Reproduce word for word the stretch of the data below from the line containing "As a warehouse robot's perception module, locate blurred purple" through the end of the data.
## BEGIN DATASET RECORDS
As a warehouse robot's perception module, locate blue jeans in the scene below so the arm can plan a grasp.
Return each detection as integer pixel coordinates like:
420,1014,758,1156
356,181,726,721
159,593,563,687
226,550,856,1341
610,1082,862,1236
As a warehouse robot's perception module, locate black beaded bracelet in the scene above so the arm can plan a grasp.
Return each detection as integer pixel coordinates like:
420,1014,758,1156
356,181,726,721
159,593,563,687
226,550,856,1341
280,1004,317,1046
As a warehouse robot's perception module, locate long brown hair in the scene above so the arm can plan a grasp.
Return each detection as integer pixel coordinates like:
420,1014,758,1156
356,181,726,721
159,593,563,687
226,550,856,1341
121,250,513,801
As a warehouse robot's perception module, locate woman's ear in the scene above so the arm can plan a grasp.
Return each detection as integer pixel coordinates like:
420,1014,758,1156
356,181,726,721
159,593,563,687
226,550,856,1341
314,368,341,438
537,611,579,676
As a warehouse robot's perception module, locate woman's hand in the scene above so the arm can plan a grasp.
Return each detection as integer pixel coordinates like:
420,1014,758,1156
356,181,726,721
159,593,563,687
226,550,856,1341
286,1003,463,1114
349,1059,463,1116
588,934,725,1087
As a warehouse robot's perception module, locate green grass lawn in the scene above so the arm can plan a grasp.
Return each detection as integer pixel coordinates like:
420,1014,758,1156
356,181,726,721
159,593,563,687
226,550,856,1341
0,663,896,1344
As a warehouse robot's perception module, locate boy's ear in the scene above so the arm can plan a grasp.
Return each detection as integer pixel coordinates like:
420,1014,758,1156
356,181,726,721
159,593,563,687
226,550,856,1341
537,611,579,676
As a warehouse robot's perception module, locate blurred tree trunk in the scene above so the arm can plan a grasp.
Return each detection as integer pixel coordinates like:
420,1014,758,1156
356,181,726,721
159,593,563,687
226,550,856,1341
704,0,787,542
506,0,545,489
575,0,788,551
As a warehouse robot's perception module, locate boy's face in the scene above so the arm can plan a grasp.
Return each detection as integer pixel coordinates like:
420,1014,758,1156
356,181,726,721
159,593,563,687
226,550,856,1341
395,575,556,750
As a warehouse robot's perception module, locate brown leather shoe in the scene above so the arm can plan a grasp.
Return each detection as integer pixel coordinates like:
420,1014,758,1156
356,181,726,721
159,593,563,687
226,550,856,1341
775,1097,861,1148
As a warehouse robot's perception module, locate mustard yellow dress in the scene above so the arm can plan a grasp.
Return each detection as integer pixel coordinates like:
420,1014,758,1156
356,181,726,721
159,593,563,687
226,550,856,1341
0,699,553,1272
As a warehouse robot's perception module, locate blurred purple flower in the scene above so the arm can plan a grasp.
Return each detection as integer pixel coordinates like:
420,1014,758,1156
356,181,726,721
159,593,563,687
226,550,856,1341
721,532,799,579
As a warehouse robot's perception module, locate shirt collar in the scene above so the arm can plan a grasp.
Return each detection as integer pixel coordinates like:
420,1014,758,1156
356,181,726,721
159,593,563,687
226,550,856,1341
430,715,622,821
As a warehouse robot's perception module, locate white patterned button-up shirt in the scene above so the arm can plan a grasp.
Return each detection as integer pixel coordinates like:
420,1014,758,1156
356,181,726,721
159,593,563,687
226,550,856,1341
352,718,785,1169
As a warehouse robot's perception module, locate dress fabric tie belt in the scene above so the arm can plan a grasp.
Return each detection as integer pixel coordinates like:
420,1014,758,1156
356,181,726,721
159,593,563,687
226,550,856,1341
## END DATASET RECORDS
> TASK RESPONSE
As a warehouse robot's perception module, locate blurred purple flower in the scene above so the arm can plan a grasp.
Return each detection as integer pixel coordinates like:
420,1014,758,1156
356,181,726,721
159,593,563,687
226,550,856,1341
721,532,799,579
As a warehouse robot's perception module, locate shirt collar in the scene above so the arm can plan a grasp.
Return each detection as integer pixel coordinates like:
420,1014,758,1156
356,181,726,721
159,593,563,687
226,550,856,1341
430,715,622,821
As a warehouse robot's perception module, locate white patterned button-up shirt in the scene above so the arm can plan a grasp.
Return each detection as integer pixel coordinates like:
420,1014,758,1156
356,181,726,721
159,593,563,687
226,550,856,1341
352,718,785,1169
As a warehouse robot's perception module, locate dress fabric tie belt in the scene above so the arm can plan a grasp.
Return each detection as integer pixel coordinates like:
420,1014,758,1156
356,181,726,721
159,593,563,687
226,550,856,1341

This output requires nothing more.